* [Text segment]

################

Dow reshuffles deck, traders play their hands

  • Dow Industrials set to replace three stocks on Monday
  • Immediate impact was apparent in Tuesday’s returns
  • PFE out (of Dow), not yet down

In case you hadn’t heard, the Dow Jones Industrial Average (DJIA) is about to undergo its biggest shakeup in several years—three stocks are getting the boot, while two newcomers (and one former member) are getting admitted to the club, effective Monday.

The catalyst was Apple’s (AAPL) soon-to-be-concluded stock split, which required a rebalancing of the blue-chip stock gauge.1 Out: Pfizer (PFE), Raytheon (RTX), and Exxon Mobil (XOM). In: Amgen (AMGN), Honeywell (HON, a former Dow component), and (CRM).

Besides widespread jawboning about the wisdom of these picks, the most tangible aspect of Tuesday’s news was in the returns of the stocks:

Chart 1: Old Dow, New Dow: Aug. 25 returns. Dow reshuffle.

Source: Power E*TRADE

Notice a pattern? If not, the red and green highlights are a big hint. The stocks getting dropped all fell much more than the broad market—the S&P 500’s (SPX) return is shown because it includes all six stocks—while the stocks getting picked up all surged. (Bonus for buyers: CRM jumped 26% yesterday after crushing its earnings.)

################

* [Dataset content]
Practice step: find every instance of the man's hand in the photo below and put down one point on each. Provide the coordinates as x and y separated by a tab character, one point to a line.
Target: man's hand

################

* [Tasks to carry out]
(a) Rewrite the passage of the Dow reshuffle article that begins at "Dow reshuffles deck, traders" and stops after "returns. Dow reshuffle.", changing "shakeup" to "overhaul".
(b) Turn the paragraph of the Dow reshuffle article that starts "In case you hadn’t heard" into a short bulleted list of its main facts.

* [Responses to the exercise]
(a)
Dow reshuffles deck, traders play their hands

  • Dow Industrials set to replace three stocks on Monday
  • Immediate impact was apparent in Tuesday’s returns
  • PFE out (of Dow), not yet down

In case you hadn’t heard, the Dow Jones Industrial Average (DJIA) is about to undergo its biggest overhaul in several years—three stocks are getting the boot, while two newcomers (and one former member) are getting admitted to the club, effective Monday.

The catalyst was Apple’s (AAPL) soon-to-be-concluded stock split, which required a rebalancing of the blue-chip stock gauge.1 Out: Pfizer (PFE), Raytheon (RTX), and Exxon Mobil (XOM). In: Amgen (AMGN), Honeywell (HON, a former Dow component), and (CRM).

Besides widespread jawboning about the wisdom of these picks, the most tangible aspect of Tuesday’s news was in the returns of the stocks:

Chart 1: Old Dow, New Dow: Aug. 25 returns. Dow reshuffle.

(b)
- The Dow Jones Industrial Average (DJIA) is about to undergo its biggest shakeup in several years.
- Three stocks are being removed.
- Three are being added: two newcomers and one former member.
- The changes take effect Monday.